→ **Brief**:
The answer is the data repeated in full, with no pictures included.

(Image point grounding data)
+ + + +

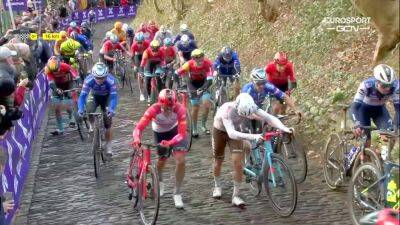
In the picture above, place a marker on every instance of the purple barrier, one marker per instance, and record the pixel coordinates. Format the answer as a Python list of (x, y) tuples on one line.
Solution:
[(102, 14), (18, 142)]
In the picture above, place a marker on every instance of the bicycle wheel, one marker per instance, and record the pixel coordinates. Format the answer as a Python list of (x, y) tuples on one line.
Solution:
[(149, 196), (283, 193), (369, 156), (365, 193), (96, 145), (294, 155), (333, 161)]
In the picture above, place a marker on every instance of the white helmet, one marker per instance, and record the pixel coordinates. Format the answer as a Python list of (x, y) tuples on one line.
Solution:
[(185, 40), (125, 27), (184, 28), (245, 105), (258, 75), (384, 74)]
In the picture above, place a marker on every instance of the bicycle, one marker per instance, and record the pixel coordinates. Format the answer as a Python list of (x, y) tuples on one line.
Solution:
[(183, 97), (98, 150), (368, 187), (144, 187), (120, 70), (263, 166), (338, 146)]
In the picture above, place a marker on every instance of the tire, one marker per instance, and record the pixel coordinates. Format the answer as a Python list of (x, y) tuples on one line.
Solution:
[(295, 156), (282, 171), (358, 195), (371, 157), (96, 145), (333, 161), (148, 216)]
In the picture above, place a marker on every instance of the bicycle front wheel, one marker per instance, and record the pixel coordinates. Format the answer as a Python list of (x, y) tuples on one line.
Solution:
[(365, 193), (149, 197), (280, 186)]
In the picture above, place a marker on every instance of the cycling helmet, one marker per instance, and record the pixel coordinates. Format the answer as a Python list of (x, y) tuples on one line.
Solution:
[(100, 70), (53, 64), (155, 45), (167, 97), (168, 42), (63, 34), (118, 25), (384, 74), (280, 58), (140, 37), (184, 28), (74, 35), (197, 53), (114, 38), (258, 75), (84, 25), (72, 24), (226, 53), (185, 40), (244, 104)]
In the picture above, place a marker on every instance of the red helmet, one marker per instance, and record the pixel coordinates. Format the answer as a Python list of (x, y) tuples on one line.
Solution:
[(167, 97), (280, 58)]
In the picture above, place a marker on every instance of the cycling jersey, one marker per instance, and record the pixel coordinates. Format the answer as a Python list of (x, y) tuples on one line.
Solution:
[(153, 57), (186, 50), (107, 88), (227, 68), (120, 34), (197, 73), (162, 123), (228, 120), (139, 49), (369, 104), (170, 53), (269, 89), (69, 47), (277, 78)]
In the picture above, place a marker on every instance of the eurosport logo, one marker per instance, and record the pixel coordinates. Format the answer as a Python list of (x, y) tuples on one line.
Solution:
[(347, 24)]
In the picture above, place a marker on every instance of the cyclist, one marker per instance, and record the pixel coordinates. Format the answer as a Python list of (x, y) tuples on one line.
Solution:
[(185, 47), (57, 44), (153, 62), (103, 88), (280, 73), (121, 34), (162, 34), (200, 73), (184, 31), (168, 119), (108, 49), (227, 122), (137, 49), (371, 97), (68, 51), (170, 59), (73, 27), (61, 76), (227, 65)]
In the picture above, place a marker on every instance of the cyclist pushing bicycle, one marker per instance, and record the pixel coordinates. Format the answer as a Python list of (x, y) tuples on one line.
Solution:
[(168, 119), (227, 121)]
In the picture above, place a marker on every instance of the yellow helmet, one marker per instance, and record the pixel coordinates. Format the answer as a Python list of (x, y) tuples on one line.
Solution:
[(53, 64), (118, 25), (197, 53), (154, 44)]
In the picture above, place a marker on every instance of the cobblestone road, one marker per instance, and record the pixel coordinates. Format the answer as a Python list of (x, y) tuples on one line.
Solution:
[(66, 192)]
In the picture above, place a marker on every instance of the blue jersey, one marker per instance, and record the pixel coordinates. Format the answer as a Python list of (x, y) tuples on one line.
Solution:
[(227, 68), (85, 42), (269, 89), (186, 50), (107, 88)]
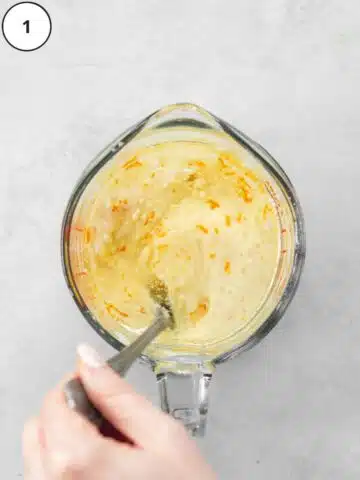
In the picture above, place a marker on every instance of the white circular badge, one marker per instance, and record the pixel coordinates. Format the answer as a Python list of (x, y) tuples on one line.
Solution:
[(26, 26)]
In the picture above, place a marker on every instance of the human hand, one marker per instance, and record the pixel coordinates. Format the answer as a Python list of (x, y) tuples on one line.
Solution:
[(60, 444)]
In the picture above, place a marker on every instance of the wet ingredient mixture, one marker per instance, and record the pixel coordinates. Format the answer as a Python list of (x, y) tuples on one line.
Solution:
[(193, 215)]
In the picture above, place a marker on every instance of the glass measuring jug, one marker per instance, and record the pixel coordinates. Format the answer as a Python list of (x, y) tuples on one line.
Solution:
[(184, 366)]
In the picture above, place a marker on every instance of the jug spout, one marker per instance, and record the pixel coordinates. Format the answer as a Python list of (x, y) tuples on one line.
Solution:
[(183, 114), (184, 391)]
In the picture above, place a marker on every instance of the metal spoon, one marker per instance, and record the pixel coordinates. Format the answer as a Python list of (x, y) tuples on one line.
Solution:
[(75, 394)]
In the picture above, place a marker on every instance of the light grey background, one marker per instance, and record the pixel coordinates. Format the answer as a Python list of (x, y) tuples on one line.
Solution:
[(284, 71)]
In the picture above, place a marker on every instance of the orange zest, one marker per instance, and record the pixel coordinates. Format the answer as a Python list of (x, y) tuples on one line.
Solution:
[(150, 216), (114, 311), (202, 229), (213, 204), (132, 163), (196, 163), (227, 267)]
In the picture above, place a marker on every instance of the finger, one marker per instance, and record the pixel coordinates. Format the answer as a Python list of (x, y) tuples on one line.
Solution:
[(32, 451), (71, 442), (129, 412)]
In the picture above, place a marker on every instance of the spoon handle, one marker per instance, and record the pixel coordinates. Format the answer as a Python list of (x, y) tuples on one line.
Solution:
[(74, 391)]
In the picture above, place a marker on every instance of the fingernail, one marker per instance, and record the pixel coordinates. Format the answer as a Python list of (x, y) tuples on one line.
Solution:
[(90, 356)]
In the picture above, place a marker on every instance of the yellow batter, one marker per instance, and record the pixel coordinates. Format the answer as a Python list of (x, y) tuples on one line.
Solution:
[(194, 215)]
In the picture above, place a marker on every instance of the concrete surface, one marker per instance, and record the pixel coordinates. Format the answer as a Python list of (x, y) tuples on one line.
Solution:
[(287, 73)]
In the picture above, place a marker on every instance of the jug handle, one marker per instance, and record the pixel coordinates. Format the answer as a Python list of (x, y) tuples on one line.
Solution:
[(184, 392)]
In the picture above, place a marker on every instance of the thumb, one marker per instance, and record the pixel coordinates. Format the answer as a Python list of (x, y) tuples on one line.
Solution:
[(131, 414)]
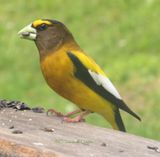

+ + + +

→ **Output for this exercise**:
In the picture above, place a marker on every instance of the purple barrier, one marker per instance, and record the pixel coordinates. Format the answer as a Python list of (x, y) tuples on one line.
Solution:
[(102, 14), (18, 142)]
In the picture above, place a marker on every instance of the bicycle wheel, one marker per instance, and record the pixel coordinates. Format the answer as a Python list of (x, y) tuples on one line.
Solution:
[(149, 196), (283, 193), (369, 156), (365, 193), (96, 145), (294, 155), (333, 161)]
In the picture above, place a marker on every instance of the white helmet, one marker per instance, and record the pixel coordinates. Format the answer as a Python list of (x, y) tuples on one line.
Solution:
[(185, 40), (125, 27), (184, 28), (245, 105), (258, 75), (384, 74)]
In the picture above, place a marker on every instance of the bicycle, one marker per instance, and record the pixel coordinates. Format the answer as a Python list of (x, y) tuples on one line.
Solution:
[(183, 97), (98, 150), (368, 187), (144, 187), (120, 70), (263, 166), (338, 146)]
In the picture above, place a marker on every instance of the tire, one marker per instance, and record the pixel coordinates. Format the answer as a Python list of (x, y) tuples on one line.
Solution:
[(295, 156), (282, 171), (358, 195), (371, 157), (96, 145), (333, 161), (148, 216)]
In the picture above, place a marker on every instance of the bicycle front wheel, one marker per instance, and record the pixel coordinates. Format the answer as a Python list of (x, y) tuples on one line.
Solution:
[(365, 193), (149, 197), (280, 186)]
In the picture above, place a marker on every instance of the cycling helmet, one marker per instance, and record the pixel coordinates. Format the answer as a Python list of (x, y) tuples on one line.
Solution:
[(100, 70), (53, 64), (155, 45), (167, 97), (168, 42), (63, 34), (118, 25), (384, 74), (280, 58), (140, 37), (184, 28), (74, 35), (197, 53), (114, 38), (258, 75), (84, 25), (72, 24), (226, 53), (185, 40), (244, 104)]
In the picture above, place a marker on every instance of the red helmet, one marker per instance, and record the pixel coordinates. Format the answer as a Python list of (x, y) tuples on one line.
Solution:
[(167, 97), (280, 58)]
In the picture above, place a marker on every instance of the cycling jersey, one marker per instance, and record the pixel coordinates. Format the answer as a Python list of (x, y) tuples on one line.
Solution:
[(153, 57), (186, 50), (107, 88), (227, 68), (120, 34), (197, 73), (162, 123), (228, 120), (139, 49), (369, 104), (170, 53), (269, 89), (69, 47), (277, 78)]
In the picture above, place a marker on every instance of the eurosport logo, one marker per instance, and record the pixel coordinates. Format the answer as a Python list of (x, y) tuples on one line.
Solution:
[(347, 24)]
In the picture above, place a marker on every instance of the cyclist, one marker per instance, and record the pixel coordinates. Format the answer as a Python list of (x, y) tuples on one line.
Solution:
[(185, 47), (57, 44), (153, 62), (103, 88), (280, 73), (121, 34), (162, 34), (200, 73), (184, 31), (168, 119), (108, 49), (227, 122), (137, 49), (371, 97), (68, 51), (170, 59), (73, 27), (61, 76), (227, 65)]
In the picture above, place a marker on every instance of the cyclist pushing bicycle, one marker per instance, and record the pixel coordinates. Format the answer as a Python list of (x, y) tuples on one line.
Solution:
[(168, 119), (227, 121)]
In the picture above, place a marker on every instance of the yellow helmet, one marker per instance, and record the pixel coordinates. Format the answer as a Python list of (x, y) tuples on one line.
Solution:
[(53, 64), (118, 25), (197, 53), (154, 44)]
In the picture above, place a marker on every instance of the cobblestone road, one marker per instance, and record the pixel coordinates. Format the answer as a Python list of (x, y) tuples on one line.
Solution:
[(66, 192)]
In the picture above, place a marker on every instance of the blue jersey, one marker per instance, and record the pixel coordinates. Format the answer as a Python list of (x, y) tuples on one line.
Solution:
[(227, 68), (85, 42), (269, 89), (186, 50), (107, 88)]
In the picture above, place a marker on every instance of the white circular badge, one marker per instance, and record the pixel coordinates. Format the answer as a Python list of (x, y) tuples on one line.
Solution:
[(26, 26)]
In the picture above, place a marker on every instance of the human hand, one marker per instance, and record the pixel coordinates. Format the answer as a Python list of (x, y) tuples on one line.
Solution:
[(60, 444)]
In the picture above, place a marker on every instance of the wet ingredient mixture, one marker per instance, and record the pixel coordinates. Format the answer as a Python list of (x, y) tuples on one line.
Solution:
[(193, 215)]
In the picture above, place a marker on every instance of the glass measuring jug, one marker per instance, and record the pixel coordinates. Format the answer as a Python list of (x, y) tuples on one line.
Solution:
[(184, 366)]
In the picture above, place a marker on every instance of the jug spout, one marker per instance, and record the pixel coordinates. Format the answer as a Python list of (x, y) tuples on one line.
Solution:
[(183, 114), (184, 391)]
In the picture above, place a marker on every instance of the metal spoon, one marker per instance, and record the pixel coordinates. Format the answer as a Python list of (x, y) tuples on one line.
Solution:
[(75, 394)]
In the picture above, place a marker on every instance of the light grey background, one marker per instance, and record the pixel coordinates. Format the answer as a Python list of (x, y) tuples on one line.
Solution:
[(284, 71)]
In the picture above, place a marker on every instance of the orange zest, one marker per instance, and record the pixel coordinates. Format the answer as a Python list of (x, y) tuples on one line.
Solution:
[(150, 216), (114, 311), (202, 229), (213, 204), (132, 163), (196, 163), (227, 267)]
In the picture above, place a marker on every instance of the finger, one marker per instance, and record the pixel coordinates. Format the answer as a Python list of (x, y) tuples on one line.
Solution:
[(32, 451), (71, 442), (129, 412)]
In the picture above, place a marker on every instance of the spoon handle, one marker per instance, and record the pixel coordinates. Format the answer as a Python list of (x, y) tuples on one line.
Solution:
[(74, 391)]
In the picture above, place a marker on every instance of the fingernail, one marker per instance, and record the pixel coordinates. Format the answer as a Python list of (x, y) tuples on one line.
Solution:
[(90, 356)]
In the picture above, place a marker on every instance of the yellow batter, one marker per instance, and record the pixel coordinates. Format the answer as a Python list of (x, y) tuples on one line.
Solution:
[(194, 215)]
In the picture above, place a marker on every instance of the concrete surface, one marker per instance, and record the pixel coordinates. Format the answer as a Python list of (x, y) tuples on one line.
Solution:
[(287, 73)]
In the picture above, place a marker on every instance of the jug handle, one marker per instance, and record the pixel coordinates. Format the answer as a Python list of (x, y) tuples on one line.
Solution:
[(184, 392)]
In the picture above, place a marker on every instance of the thumb, one marker per instance, and record the pixel coordinates. Format the answer as a Python list of (x, y) tuples on one line.
Solution:
[(131, 414)]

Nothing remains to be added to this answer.